> [Kurze Aufgabe 1]
Gib aus dem Text zur Vermietung von Grundstücken den Abschnitt von „3. Was ein Grundstück“ bis „solcher geführt wird.“ wortgetreu wieder.

2. Den objektiven Tatbestand des § 21 Abs. 1 S. 1 Nr. 1 EStG erfüllt, wer ein bestimmtes Objekt (Grundstück, Gebäude oder Gebäudeteil) vermietet. Neben einem Rechtsverhältnis (Mietvertrag) verlangt das Gesetz ein bestimmtes Objekt, auf das sich die Vermietungstätigkeit bezieht. Vermietet der Steuerpflichtige mehrere Grundstücke, so vermietet er mehrere Objekte, und jede Tätigkeit ist grundsätzlich für sich zu beurteilen. Das gilt auch, wenn er mehrere Immobilien aufgrund eines einheitlichen Mietvertrags überlässt.
3. Was ein Grundstück i.S.d. § 21 Abs. 1 S. 1 Nr. 1 EStG ist, gibt das Bürgerliche Recht vor: Es ist ein abgetrennter Teil der Erdoberfläche, der im Grundbuch als solcher geführt wird.
4. Was für den objektiven Tatbestand gilt, gilt auch für den subjektiven Tatbestand: Auch hier muss die Einkünfteerzielungsabsicht grundsätzlich objektbezogen beurteilt werden.

> [Kurze Aufgabe 2]
Zieh bitte jede Zeile der Datensätze heraus, die das Wort „board“ enthält.

> [Vorliegende Datensätze]
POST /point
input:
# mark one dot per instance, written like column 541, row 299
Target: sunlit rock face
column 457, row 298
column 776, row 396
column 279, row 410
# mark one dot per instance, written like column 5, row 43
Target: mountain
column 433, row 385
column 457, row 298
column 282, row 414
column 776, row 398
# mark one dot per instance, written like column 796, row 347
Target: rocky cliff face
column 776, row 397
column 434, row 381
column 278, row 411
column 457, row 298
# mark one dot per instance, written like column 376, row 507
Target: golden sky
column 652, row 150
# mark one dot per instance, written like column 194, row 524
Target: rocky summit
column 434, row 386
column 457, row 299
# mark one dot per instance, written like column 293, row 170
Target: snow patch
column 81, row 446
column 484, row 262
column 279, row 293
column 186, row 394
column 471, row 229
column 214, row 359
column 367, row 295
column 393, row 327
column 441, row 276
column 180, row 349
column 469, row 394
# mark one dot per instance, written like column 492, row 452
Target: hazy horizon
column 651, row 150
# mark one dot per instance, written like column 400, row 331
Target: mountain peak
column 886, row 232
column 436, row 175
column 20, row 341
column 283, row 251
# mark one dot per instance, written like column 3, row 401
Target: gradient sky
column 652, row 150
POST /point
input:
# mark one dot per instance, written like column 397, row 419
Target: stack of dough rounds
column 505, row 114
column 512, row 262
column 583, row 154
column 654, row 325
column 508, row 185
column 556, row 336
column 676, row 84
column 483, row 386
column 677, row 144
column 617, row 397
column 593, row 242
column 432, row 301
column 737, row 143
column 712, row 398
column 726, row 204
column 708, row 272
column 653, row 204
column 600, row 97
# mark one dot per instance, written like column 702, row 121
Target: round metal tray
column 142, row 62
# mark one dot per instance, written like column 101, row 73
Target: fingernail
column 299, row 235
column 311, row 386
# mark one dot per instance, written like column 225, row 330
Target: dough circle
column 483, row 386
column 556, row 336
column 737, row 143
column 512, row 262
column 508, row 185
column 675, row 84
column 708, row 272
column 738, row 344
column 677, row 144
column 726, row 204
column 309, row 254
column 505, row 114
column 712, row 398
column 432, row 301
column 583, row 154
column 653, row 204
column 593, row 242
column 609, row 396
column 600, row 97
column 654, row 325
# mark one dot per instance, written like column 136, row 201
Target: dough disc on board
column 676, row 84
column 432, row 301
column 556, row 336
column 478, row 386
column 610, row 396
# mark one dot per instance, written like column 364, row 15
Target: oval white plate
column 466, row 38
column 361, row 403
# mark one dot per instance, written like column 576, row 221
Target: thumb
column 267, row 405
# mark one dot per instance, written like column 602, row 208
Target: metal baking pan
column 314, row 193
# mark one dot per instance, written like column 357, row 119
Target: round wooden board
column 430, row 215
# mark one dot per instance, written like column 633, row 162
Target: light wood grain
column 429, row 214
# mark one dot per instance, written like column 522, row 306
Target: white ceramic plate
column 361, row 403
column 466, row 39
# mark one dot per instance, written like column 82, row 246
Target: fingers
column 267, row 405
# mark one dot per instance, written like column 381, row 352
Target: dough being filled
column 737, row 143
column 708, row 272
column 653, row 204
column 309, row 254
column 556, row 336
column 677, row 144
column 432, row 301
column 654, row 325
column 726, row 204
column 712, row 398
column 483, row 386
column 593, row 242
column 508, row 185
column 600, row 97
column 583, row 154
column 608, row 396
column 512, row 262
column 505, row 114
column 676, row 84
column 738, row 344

> [Richtige Antwort 1]
3. Was ein Grundstück i.S.d. § 21 Abs. 1 S. 1 Nr. 1 EStG ist, gibt das Bürgerliche Recht vor: Es ist ein abgetrennter Teil der Erdoberfläche, der im Grundbuch als solcher geführt wird.

> [Richtige Antwort 2]
Target: dough disc on board
Target: round wooden board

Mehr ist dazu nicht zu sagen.